Task details: Rewrite the entries from the line that contains "Expected: a point placed on each instance of the river water" through the line that contains "Expected: a point placed on each instance of the forested", changing "forested hill" to "wooded hill" and keeping everything else the same.

[Rows from a dataset]
--------------------

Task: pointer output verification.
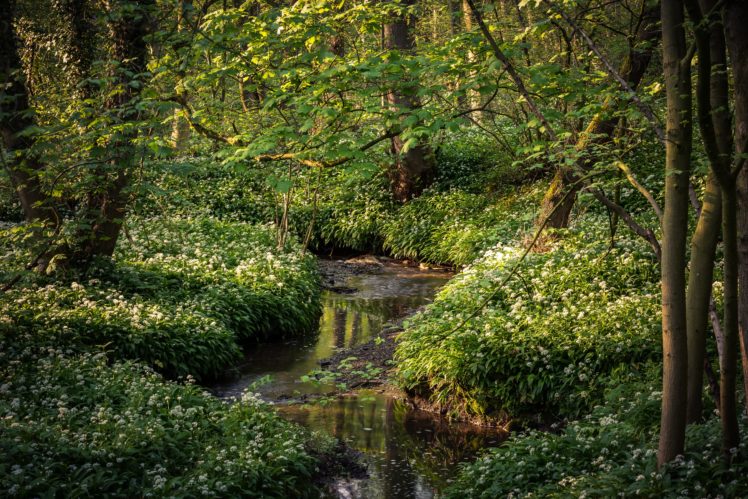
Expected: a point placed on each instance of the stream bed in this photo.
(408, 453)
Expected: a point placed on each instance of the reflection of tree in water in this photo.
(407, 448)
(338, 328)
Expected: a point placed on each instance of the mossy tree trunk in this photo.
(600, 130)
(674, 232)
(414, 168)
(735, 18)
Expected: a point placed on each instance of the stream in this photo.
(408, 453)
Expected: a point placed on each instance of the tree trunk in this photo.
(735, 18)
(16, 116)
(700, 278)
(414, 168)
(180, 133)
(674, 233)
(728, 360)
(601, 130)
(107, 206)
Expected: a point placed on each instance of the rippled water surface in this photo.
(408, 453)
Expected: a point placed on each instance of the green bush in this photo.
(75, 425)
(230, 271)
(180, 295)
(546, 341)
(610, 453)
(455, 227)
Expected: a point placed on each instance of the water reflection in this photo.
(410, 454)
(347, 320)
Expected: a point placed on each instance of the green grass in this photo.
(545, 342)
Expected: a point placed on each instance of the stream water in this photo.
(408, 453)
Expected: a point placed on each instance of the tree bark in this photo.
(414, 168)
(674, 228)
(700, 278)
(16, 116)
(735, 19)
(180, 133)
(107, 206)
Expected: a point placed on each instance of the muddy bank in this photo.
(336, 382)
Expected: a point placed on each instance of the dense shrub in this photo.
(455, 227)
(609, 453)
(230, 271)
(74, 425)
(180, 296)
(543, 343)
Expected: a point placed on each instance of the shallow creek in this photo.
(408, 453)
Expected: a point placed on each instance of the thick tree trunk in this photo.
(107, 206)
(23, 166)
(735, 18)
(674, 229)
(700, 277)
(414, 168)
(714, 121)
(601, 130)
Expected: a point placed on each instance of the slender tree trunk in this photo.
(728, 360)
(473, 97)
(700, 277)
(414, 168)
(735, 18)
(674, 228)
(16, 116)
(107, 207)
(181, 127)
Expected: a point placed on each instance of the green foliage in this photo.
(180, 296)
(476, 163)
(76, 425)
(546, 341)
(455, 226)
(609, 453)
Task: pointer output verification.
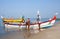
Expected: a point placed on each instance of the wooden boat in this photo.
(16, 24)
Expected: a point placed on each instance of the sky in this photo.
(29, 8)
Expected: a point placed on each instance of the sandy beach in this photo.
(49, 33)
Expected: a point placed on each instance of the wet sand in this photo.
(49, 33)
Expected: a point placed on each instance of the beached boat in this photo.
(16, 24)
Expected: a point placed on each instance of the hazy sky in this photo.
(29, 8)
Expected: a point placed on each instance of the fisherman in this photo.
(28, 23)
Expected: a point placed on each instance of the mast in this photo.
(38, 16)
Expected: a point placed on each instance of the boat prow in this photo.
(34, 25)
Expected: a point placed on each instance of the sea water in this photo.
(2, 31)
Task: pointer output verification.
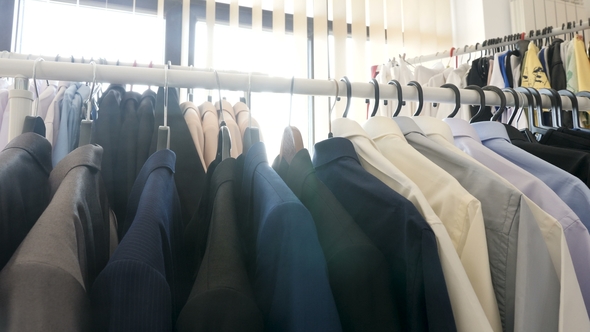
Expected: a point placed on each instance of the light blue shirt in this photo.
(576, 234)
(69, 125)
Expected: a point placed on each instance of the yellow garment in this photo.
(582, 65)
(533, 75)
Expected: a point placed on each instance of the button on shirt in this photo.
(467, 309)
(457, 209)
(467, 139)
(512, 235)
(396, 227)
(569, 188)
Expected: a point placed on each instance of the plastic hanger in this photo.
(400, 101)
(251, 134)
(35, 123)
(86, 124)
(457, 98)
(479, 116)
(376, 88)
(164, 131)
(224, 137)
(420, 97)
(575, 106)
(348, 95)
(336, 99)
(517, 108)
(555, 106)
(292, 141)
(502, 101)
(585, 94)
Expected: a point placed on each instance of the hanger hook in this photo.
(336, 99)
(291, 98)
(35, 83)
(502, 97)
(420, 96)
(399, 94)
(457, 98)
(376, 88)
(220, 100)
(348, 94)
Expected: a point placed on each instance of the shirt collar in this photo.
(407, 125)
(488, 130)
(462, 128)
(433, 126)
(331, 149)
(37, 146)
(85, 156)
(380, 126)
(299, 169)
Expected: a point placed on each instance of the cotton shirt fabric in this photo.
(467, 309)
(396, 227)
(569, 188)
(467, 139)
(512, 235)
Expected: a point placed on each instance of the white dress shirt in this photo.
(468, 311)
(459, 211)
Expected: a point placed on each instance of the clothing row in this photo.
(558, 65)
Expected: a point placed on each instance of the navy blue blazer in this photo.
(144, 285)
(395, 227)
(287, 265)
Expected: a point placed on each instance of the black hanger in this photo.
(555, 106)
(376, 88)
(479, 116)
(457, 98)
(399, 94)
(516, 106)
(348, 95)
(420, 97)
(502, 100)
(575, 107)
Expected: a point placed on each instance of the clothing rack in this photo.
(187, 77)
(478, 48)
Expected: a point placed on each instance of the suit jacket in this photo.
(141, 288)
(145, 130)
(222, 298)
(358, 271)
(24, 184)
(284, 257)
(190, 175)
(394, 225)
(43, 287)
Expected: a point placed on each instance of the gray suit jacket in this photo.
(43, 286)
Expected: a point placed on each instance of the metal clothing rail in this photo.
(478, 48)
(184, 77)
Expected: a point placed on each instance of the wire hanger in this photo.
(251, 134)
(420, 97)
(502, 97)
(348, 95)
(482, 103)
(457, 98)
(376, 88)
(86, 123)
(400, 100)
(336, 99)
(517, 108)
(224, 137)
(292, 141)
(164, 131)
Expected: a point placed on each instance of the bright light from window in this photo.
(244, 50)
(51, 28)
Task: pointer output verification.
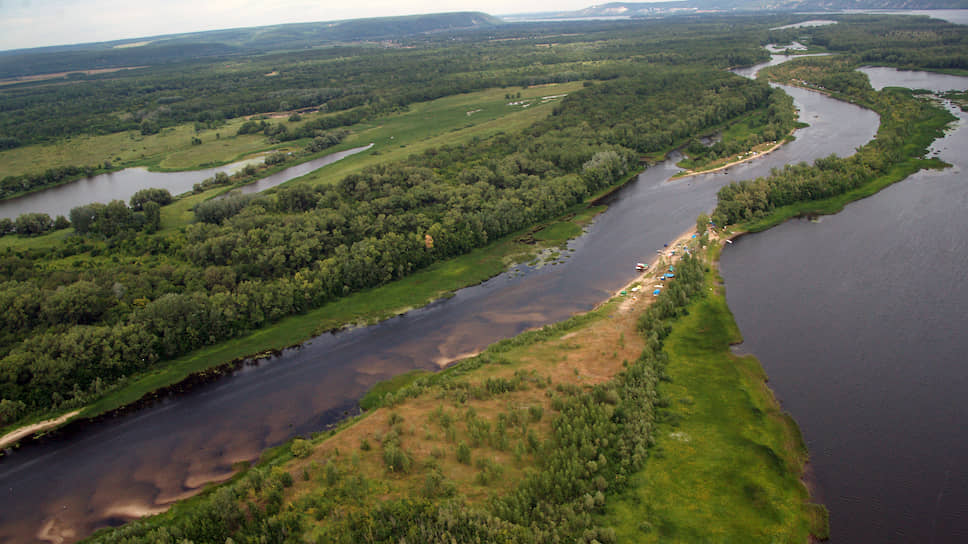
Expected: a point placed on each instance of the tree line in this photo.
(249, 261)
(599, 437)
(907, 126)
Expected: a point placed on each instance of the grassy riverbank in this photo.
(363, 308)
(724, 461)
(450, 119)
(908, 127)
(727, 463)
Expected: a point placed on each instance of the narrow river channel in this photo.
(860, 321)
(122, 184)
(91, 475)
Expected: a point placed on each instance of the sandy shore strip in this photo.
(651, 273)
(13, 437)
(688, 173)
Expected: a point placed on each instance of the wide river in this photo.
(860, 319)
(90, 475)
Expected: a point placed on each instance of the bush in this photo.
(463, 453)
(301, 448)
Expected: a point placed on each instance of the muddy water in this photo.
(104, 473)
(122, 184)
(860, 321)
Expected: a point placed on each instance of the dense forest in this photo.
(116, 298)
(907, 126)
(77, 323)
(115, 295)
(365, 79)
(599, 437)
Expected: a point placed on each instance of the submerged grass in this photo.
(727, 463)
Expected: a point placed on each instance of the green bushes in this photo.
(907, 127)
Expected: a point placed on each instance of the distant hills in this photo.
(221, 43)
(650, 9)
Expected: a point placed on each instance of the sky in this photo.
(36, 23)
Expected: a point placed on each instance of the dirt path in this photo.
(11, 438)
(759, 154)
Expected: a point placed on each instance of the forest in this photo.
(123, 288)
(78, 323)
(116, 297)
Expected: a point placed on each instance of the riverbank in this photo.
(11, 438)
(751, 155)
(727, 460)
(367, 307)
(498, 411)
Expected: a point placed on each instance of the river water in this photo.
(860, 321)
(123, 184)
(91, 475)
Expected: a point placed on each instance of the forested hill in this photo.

--------------------

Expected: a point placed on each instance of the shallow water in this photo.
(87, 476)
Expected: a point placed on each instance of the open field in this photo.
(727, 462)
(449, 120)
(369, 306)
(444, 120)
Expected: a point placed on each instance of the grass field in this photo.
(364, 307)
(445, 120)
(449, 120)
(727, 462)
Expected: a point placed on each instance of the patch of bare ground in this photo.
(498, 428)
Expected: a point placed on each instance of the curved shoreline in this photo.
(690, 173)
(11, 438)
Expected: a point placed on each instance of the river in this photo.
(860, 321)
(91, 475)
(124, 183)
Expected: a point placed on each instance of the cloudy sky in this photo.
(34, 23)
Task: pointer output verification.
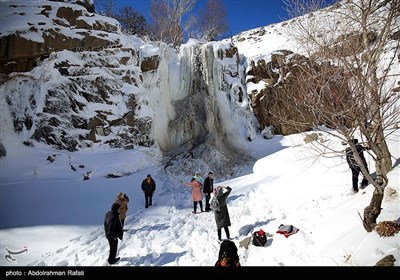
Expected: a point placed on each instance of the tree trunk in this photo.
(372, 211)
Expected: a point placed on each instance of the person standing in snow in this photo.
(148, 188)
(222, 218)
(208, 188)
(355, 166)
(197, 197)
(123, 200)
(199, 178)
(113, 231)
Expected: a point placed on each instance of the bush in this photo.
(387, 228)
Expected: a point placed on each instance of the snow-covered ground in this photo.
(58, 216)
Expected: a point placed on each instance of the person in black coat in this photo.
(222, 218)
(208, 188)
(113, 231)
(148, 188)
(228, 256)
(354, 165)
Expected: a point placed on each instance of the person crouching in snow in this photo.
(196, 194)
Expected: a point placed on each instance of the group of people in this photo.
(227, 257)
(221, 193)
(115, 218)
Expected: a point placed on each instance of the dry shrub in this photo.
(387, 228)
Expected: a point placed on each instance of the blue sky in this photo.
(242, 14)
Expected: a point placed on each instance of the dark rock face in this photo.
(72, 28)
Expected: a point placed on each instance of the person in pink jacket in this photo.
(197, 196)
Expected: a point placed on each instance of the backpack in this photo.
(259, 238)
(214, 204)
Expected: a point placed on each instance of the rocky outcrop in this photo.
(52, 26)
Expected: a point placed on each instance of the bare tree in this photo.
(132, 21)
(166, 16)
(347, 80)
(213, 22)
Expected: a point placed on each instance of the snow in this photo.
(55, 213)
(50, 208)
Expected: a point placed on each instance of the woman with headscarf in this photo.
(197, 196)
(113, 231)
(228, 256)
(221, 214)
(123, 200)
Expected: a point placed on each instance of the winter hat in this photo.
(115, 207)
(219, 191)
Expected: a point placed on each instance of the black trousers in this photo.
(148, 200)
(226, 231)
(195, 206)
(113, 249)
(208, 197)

--------------------

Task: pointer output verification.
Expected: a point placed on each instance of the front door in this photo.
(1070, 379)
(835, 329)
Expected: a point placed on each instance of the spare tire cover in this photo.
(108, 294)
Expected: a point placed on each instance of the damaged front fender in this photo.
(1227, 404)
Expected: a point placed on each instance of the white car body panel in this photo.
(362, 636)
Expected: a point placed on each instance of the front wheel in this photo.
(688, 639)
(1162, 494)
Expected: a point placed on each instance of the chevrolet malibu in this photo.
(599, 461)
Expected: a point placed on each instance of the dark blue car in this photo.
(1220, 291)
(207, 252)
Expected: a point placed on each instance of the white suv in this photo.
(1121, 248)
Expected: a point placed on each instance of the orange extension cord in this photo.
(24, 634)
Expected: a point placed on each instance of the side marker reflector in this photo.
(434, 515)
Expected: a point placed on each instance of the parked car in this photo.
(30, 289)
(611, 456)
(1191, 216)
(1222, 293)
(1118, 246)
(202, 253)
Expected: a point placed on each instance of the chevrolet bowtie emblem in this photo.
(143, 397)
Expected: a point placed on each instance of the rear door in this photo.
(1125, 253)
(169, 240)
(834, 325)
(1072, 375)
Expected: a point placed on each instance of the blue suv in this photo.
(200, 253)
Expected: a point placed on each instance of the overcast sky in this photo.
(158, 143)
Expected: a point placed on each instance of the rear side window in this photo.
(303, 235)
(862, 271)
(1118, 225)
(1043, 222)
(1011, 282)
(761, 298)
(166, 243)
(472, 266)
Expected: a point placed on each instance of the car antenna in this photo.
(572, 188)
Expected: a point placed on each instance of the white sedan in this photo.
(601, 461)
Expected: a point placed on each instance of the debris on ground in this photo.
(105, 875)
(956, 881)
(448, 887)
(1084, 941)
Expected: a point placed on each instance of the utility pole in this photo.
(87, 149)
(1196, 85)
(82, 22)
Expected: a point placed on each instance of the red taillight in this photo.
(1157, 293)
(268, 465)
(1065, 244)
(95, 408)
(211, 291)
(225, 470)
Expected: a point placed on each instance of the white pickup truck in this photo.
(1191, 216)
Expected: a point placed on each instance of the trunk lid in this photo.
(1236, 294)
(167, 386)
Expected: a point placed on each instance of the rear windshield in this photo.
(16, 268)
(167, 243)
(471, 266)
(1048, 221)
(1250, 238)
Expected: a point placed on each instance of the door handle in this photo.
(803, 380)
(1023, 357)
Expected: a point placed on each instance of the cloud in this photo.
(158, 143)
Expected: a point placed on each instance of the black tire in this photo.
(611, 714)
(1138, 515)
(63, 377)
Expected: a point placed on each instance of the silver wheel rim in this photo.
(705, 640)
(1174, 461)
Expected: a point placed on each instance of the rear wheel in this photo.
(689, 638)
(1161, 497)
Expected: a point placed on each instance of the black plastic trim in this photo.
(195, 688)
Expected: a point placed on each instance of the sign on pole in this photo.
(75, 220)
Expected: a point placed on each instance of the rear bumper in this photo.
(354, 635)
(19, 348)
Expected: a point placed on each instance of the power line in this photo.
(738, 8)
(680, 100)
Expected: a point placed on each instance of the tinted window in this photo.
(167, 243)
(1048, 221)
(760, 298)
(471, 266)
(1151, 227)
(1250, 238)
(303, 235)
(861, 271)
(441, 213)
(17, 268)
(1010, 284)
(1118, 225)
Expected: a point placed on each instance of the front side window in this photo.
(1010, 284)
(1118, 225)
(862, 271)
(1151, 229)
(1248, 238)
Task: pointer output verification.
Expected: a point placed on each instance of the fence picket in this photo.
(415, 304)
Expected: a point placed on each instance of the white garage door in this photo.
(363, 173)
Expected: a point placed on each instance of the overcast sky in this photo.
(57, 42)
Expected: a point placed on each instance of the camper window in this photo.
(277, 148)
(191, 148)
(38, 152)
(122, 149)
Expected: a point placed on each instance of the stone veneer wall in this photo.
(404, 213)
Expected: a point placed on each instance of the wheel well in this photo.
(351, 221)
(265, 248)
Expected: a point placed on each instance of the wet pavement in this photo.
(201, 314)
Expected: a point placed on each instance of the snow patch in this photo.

--------------------

Solution to this exercise:
Expected: a point placed on each instance of the river water in this photo.
(860, 321)
(123, 184)
(91, 475)
Expected: a point placed on each instance of the wooded hill in this photo.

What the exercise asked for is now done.